> _TASK DETAILS_:
Copy the data word for word, keeping every line.

----- DATASET

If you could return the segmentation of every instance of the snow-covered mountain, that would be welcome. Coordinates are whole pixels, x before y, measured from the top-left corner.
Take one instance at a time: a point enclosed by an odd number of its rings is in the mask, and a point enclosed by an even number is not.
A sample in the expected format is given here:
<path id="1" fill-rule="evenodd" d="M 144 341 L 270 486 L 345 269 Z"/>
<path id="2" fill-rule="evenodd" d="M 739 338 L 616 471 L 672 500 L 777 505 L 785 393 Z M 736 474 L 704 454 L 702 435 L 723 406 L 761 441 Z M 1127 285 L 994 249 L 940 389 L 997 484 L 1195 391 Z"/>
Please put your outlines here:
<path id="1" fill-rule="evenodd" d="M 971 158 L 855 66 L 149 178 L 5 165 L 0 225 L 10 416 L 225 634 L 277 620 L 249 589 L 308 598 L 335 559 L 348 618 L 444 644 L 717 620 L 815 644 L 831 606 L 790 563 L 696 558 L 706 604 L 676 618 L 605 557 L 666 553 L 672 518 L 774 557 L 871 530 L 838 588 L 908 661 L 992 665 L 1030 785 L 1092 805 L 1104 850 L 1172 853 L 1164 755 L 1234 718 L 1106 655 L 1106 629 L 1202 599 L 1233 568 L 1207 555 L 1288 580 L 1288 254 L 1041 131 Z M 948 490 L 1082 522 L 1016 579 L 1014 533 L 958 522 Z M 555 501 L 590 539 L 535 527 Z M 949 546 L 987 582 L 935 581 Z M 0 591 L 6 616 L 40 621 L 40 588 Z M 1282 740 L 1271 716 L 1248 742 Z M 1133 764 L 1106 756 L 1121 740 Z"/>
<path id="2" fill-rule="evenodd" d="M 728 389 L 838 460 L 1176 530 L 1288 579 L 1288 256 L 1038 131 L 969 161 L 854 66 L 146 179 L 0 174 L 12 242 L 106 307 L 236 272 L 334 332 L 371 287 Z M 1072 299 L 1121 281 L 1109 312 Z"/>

----------

> _FULL RESPONSE_:
If you could return the segmentation of every instance of the snow-covered mountain, that would be welcome. Coordinates are whole pixels, x before y, measured from the top-left corner.
Take one instance at a time: a point enclosed by an odd number of its rings is in the mask, and a point enclosed by an even number is not.
A sample in the expected format is given here:
<path id="1" fill-rule="evenodd" d="M 144 341 L 270 486 L 345 269 Z"/>
<path id="2" fill-rule="evenodd" d="M 739 338 L 616 471 L 672 500 L 777 505 L 785 393 Z M 736 474 L 704 454 L 702 435 L 723 406 L 761 441 Z M 1127 285 L 994 249 L 940 389 L 997 484 L 1195 391 Z"/>
Please put your outlines here:
<path id="1" fill-rule="evenodd" d="M 971 158 L 855 66 L 149 178 L 5 165 L 0 225 L 10 416 L 225 634 L 277 620 L 249 589 L 308 598 L 335 559 L 348 618 L 444 644 L 717 620 L 815 644 L 831 606 L 790 563 L 696 558 L 706 604 L 676 618 L 605 557 L 666 553 L 672 518 L 774 557 L 871 530 L 838 588 L 908 661 L 992 665 L 1030 785 L 1092 805 L 1104 850 L 1172 853 L 1164 755 L 1234 718 L 1106 655 L 1106 629 L 1202 599 L 1233 568 L 1207 555 L 1288 580 L 1288 254 L 1041 131 Z M 948 490 L 1082 522 L 1016 579 L 1014 533 L 958 522 Z M 555 501 L 590 539 L 535 527 Z M 949 546 L 987 582 L 935 581 Z M 0 591 L 6 616 L 40 621 L 40 588 Z M 1282 740 L 1271 716 L 1248 742 Z M 1133 764 L 1106 756 L 1121 740 Z"/>
<path id="2" fill-rule="evenodd" d="M 728 389 L 838 460 L 1176 530 L 1288 579 L 1288 256 L 1038 131 L 969 161 L 854 66 L 146 179 L 0 174 L 12 242 L 106 307 L 236 272 L 334 332 L 371 287 Z M 1072 299 L 1121 281 L 1109 312 Z"/>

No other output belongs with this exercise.